● **LESETEXT**
####################
Wie wertvoll und wohltuend Jesus’ Aussage über das Sorgen-Machen ist, können wir in folgendem Vers lesen:
“Darum sorgt nicht für morgen, denn der morgige Tag wird für das Seine sorgen. Es ist genug, dass jeder Tag seine eigene Plage hat.”
Matthäus 6,34
In diesem Satz steckt so viel. Es geht nicht nur darum, dass wir uns nicht sorgen müssen. Wir SOLLEN es nicht. Aber sind Sorgen immer negativ? Ich sorge z.B. für meine Arbeitsstelle, dass ich dort, so gut ich eben kann, meinen Job mache. Ich sorge mich um meinen Nachbarn, der immer gegrüßt hat, aber nun seit Tagen nicht mehr aus der Tür kam… Wenn Jesus sagt, dass wir uns nicht sorgen sollen, dann wohl eher, wenn es um uns selbst geht. Er möchte natürlich nicht, dass wir den Nächsten links liegen lassen sollen, á la: “soll sich doch jemand Anderes darum kümmern…” Aber er möchte uns ermahnen und ermutigen, in allen Bereichen unseres Lebens unseren Vater als allzeit verlässlichen Versorger zu sehen, damit wir mehr Kraft für unsere Aufgaben haben.
####################
● **AUSZUG DER EINTRÄGE**
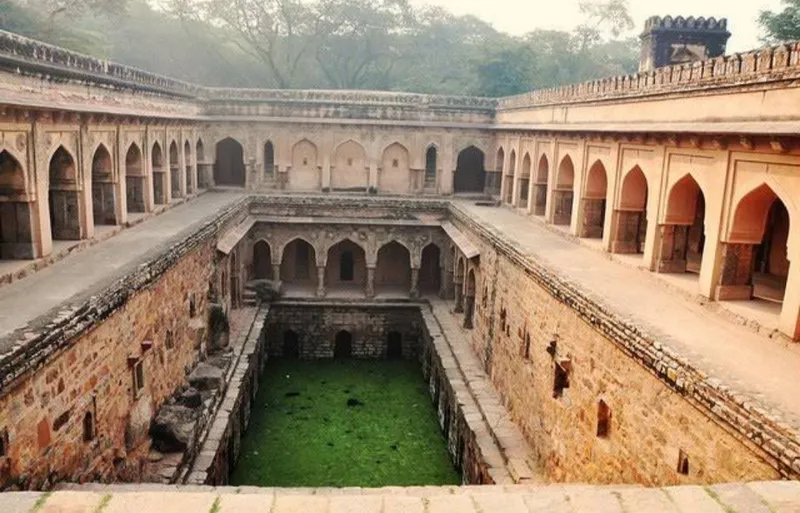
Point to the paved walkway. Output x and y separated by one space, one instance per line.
767 370
85 272
764 497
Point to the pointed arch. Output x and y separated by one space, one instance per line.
395 171
470 175
594 201
64 197
393 268
159 175
103 194
305 174
350 170
540 186
229 164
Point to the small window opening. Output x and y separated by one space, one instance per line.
683 463
561 379
603 419
88 427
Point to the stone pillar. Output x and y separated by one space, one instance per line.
320 281
370 282
414 283
735 280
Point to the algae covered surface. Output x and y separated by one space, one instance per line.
343 423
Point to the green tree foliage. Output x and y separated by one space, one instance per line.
782 26
341 44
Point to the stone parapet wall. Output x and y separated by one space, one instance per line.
663 407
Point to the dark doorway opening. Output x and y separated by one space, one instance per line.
394 346
343 345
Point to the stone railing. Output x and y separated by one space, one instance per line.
26 54
771 64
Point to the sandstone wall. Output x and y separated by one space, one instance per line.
652 425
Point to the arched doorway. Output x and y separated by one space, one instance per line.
394 345
269 161
594 202
540 186
64 197
103 196
159 175
682 236
758 237
563 192
291 345
187 159
430 167
174 170
229 165
469 300
346 268
134 179
393 269
470 175
262 261
299 266
631 215
430 272
508 178
523 182
16 236
343 345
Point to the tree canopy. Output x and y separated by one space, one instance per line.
340 44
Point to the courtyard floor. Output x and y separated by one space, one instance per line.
343 423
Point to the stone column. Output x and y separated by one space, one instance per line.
370 282
414 283
321 281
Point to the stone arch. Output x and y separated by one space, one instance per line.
508 177
430 272
64 197
540 186
16 235
563 192
470 175
175 169
350 170
103 194
393 268
631 223
262 260
159 175
187 159
395 171
431 165
346 264
269 160
229 164
304 174
682 237
299 263
760 233
594 201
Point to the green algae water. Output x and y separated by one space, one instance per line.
343 423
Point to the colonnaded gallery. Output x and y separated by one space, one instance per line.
596 285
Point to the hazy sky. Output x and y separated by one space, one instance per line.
520 16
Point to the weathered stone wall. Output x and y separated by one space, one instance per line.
659 411
76 375
317 325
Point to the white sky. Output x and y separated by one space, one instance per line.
520 16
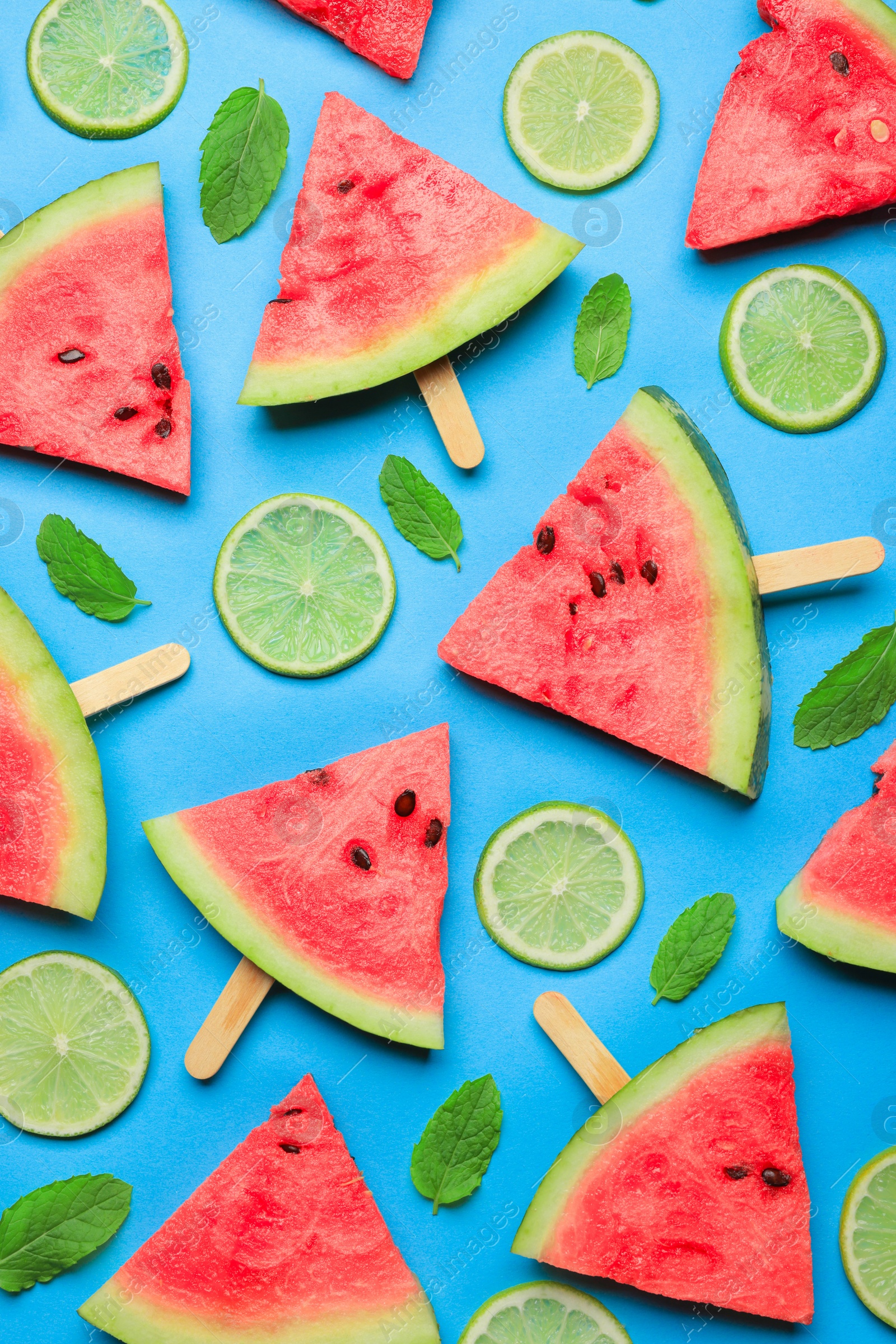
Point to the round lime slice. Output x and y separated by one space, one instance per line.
108 69
868 1234
581 110
559 886
801 348
304 585
74 1045
542 1312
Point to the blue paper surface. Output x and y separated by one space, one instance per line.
228 725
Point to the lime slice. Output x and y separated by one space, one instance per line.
559 886
868 1234
543 1314
581 110
801 348
304 585
74 1045
108 69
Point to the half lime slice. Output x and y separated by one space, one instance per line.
####################
● **AUFGABE**
Gib den Text über das Sorgen vollständig und wortgetreu wieder. Die Einträge spielen hierbei keine Rolle.

● **ANTWORT**
Wie wertvoll und wohltuend Jesus’ Aussage über das Sorgen-Machen ist, können wir in folgendem Vers lesen:
“Darum sorgt nicht für morgen, denn der morgige Tag wird für das Seine sorgen. Es ist genug, dass jeder Tag seine eigene Plage hat.”
Matthäus 6,34
In diesem Satz steckt so viel. Es geht nicht nur darum, dass wir uns nicht sorgen müssen. Wir SOLLEN es nicht. Aber sind Sorgen immer negativ? Ich sorge z.B. für meine Arbeitsstelle, dass ich dort, so gut ich eben kann, meinen Job mache. Ich sorge mich um meinen Nachbarn, der immer gegrüßt hat, aber nun seit Tagen nicht mehr aus der Tür kam… Wenn Jesus sagt, dass wir uns nicht sorgen sollen, dann wohl eher, wenn es um uns selbst geht. Er möchte natürlich nicht, dass wir den Nächsten links liegen lassen sollen, á la: “soll sich doch jemand Anderes darum kümmern…” Aber er möchte uns ermahnen und ermutigen, in allen Bereichen unseres Lebens unseren Vater als allzeit verlässlichen Versorger zu sehen, damit wir mehr Kraft für unsere Aufgaben haben.